▶ The request:
Reproduce every one of the rows below word for word, keeping their order.
*** Source material ***
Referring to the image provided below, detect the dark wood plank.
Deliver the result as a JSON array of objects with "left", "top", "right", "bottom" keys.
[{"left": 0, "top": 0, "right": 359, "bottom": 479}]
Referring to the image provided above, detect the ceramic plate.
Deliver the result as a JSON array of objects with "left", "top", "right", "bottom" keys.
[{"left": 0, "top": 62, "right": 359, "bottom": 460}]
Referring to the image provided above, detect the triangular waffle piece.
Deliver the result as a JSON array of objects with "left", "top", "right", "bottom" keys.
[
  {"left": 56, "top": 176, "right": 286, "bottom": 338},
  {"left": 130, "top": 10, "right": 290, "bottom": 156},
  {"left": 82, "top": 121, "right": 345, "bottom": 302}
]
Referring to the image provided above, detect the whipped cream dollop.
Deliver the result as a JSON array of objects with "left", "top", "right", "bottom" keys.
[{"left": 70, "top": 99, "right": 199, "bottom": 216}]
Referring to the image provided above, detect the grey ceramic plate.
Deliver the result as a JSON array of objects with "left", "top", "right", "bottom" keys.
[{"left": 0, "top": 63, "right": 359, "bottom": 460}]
***
▶ Response:
Referring to the image provided below, detect the dark wood plank.
Deliver the result as a JSON array of objects with "left", "top", "right", "bottom" keys.
[{"left": 0, "top": 0, "right": 359, "bottom": 479}]
Referring to the image provided above, detect the ceramic plate.
Deliver the result as a JSON array of objects with "left", "top", "right", "bottom" keys.
[{"left": 0, "top": 62, "right": 359, "bottom": 460}]
Referring to the image provided above, detect the triangular waffle piece.
Deliver the result as a JSON array of objects with "left", "top", "right", "bottom" keys.
[
  {"left": 56, "top": 176, "right": 286, "bottom": 338},
  {"left": 130, "top": 10, "right": 290, "bottom": 156},
  {"left": 82, "top": 121, "right": 345, "bottom": 302}
]
Referring to the image provided above, detect the whipped cream dollop.
Deliver the result as a JSON array of objects with "left", "top", "right", "bottom" keys.
[{"left": 70, "top": 99, "right": 199, "bottom": 216}]
Referring to the image provided above, detect the grey ceramic plate.
Deliver the result as a JSON array of objects with "left", "top", "right", "bottom" keys.
[{"left": 0, "top": 63, "right": 359, "bottom": 460}]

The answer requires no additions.